▶ _Exercise data_:
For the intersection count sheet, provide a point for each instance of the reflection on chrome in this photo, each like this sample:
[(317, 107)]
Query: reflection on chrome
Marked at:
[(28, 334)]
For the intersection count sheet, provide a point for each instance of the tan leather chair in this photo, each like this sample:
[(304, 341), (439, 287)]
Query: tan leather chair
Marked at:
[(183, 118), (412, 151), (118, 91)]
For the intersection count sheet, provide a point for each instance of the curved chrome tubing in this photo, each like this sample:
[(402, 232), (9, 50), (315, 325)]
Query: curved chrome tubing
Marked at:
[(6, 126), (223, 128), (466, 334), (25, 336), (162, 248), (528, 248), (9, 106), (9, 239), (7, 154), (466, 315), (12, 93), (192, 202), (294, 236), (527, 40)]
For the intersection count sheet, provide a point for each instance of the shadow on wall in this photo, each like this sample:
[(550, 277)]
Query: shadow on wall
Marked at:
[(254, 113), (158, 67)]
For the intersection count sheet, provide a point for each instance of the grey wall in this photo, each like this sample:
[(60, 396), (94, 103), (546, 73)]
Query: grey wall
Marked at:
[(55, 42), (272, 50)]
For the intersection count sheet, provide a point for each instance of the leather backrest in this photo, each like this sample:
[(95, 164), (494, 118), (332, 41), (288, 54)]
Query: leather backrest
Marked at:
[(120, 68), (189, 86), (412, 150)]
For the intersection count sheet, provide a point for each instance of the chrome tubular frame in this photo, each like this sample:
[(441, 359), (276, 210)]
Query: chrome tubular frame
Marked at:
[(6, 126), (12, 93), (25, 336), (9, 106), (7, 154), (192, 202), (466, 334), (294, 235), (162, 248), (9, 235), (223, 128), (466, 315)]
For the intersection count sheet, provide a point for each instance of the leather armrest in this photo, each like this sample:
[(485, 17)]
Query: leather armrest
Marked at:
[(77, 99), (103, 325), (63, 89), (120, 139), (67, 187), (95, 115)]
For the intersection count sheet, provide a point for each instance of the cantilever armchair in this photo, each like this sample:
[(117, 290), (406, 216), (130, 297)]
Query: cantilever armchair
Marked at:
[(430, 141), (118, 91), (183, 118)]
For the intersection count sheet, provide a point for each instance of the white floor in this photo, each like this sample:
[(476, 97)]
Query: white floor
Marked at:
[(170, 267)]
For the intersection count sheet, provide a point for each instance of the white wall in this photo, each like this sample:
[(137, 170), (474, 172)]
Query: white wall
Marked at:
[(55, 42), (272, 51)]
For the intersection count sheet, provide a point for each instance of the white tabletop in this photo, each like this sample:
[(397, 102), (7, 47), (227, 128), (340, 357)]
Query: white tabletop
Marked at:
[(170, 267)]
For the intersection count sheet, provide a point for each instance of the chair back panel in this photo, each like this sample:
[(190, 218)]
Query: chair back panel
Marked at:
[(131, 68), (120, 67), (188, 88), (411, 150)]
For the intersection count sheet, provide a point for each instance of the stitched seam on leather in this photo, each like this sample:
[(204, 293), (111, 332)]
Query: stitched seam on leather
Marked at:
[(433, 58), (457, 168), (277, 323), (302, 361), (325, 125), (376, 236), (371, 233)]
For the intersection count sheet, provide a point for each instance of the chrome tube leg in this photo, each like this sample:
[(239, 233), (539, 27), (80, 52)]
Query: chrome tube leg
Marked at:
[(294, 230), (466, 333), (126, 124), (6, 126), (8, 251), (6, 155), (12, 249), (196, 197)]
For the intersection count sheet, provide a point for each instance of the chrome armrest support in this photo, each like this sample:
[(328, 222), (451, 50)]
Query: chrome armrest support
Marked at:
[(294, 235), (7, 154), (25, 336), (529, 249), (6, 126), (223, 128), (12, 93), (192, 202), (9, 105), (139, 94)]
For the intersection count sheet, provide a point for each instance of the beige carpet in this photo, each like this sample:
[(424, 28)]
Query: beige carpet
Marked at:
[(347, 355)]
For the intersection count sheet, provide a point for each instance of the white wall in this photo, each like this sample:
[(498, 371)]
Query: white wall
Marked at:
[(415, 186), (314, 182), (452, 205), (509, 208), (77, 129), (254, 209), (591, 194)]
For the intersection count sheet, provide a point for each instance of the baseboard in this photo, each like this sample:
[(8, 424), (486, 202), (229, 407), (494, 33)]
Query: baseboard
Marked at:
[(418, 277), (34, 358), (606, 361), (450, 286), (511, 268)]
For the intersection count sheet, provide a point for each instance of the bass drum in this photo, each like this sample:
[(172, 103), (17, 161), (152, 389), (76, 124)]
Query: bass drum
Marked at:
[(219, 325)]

▶ _Aim of the task_: Render the lines of the items from the line containing "the chrome tubular" through the line containing "[(131, 68), (120, 67), (188, 88), (411, 150)]" as a Markdown table with the columns Row and Line, numbering each row and leaving out blank lines.

▶ _Finished task_:
| Row | Line |
|---|---|
| 1 | For the intersection count sheet, provide a point for each instance of the chrome tubular frame in this photo, each like this sample: |
| 2 | [(441, 359), (276, 210)] |
| 3 | Query: chrome tubular frame |
| 4 | Marked at: |
| 5 | [(6, 126), (12, 93), (25, 336), (9, 106), (7, 154), (192, 202), (466, 334), (294, 235), (162, 248), (9, 235), (223, 128), (466, 315)] |
| 6 | For the intersection count sheet, provide a point for each instance of the leather armrest in this photo, each like this sample: |
| 7 | [(485, 17)] |
| 8 | Query: leather armrest |
| 9 | Marked at: |
| 10 | [(77, 99), (103, 325), (63, 89), (120, 139), (67, 187), (95, 115)] |
| 11 | For the intersection count sheet, provide a point for each instance of the cantilever armchair in this photo, each like this sample: |
| 12 | [(117, 290), (406, 216), (130, 297)] |
| 13 | Query: cantilever armchair |
| 14 | Marked at: |
| 15 | [(430, 141), (118, 91), (183, 118)] |
| 16 | For the intersection count sheet, provide a point for each instance of the white floor in this photo, each like this sample: |
| 17 | [(476, 97)] |
| 18 | Query: white floor |
| 19 | Marked at: |
| 20 | [(170, 267)] |
| 21 | For the intersection count sheet, provide a point for each instance of the white wall in this photo, each like this sample: |
| 22 | [(137, 170), (474, 172)] |
| 23 | Query: white wall |
| 24 | Marked at: |
| 25 | [(55, 42), (272, 51)] |
| 26 | For the intersection count sheet, provide a point for each instance of the white tabletop in this photo, each like this sample: |
| 27 | [(397, 102), (7, 47), (227, 128), (340, 357)] |
| 28 | Query: white tabletop |
| 29 | Marked at: |
| 30 | [(170, 267)] |
| 31 | For the intersection count sheet, provide a point for each instance of the chair back panel in this photo, each like this sample: |
| 32 | [(190, 218)] |
| 33 | Query: chair back panel |
| 34 | Marked at: |
| 35 | [(131, 68), (120, 67), (188, 88), (411, 150)] |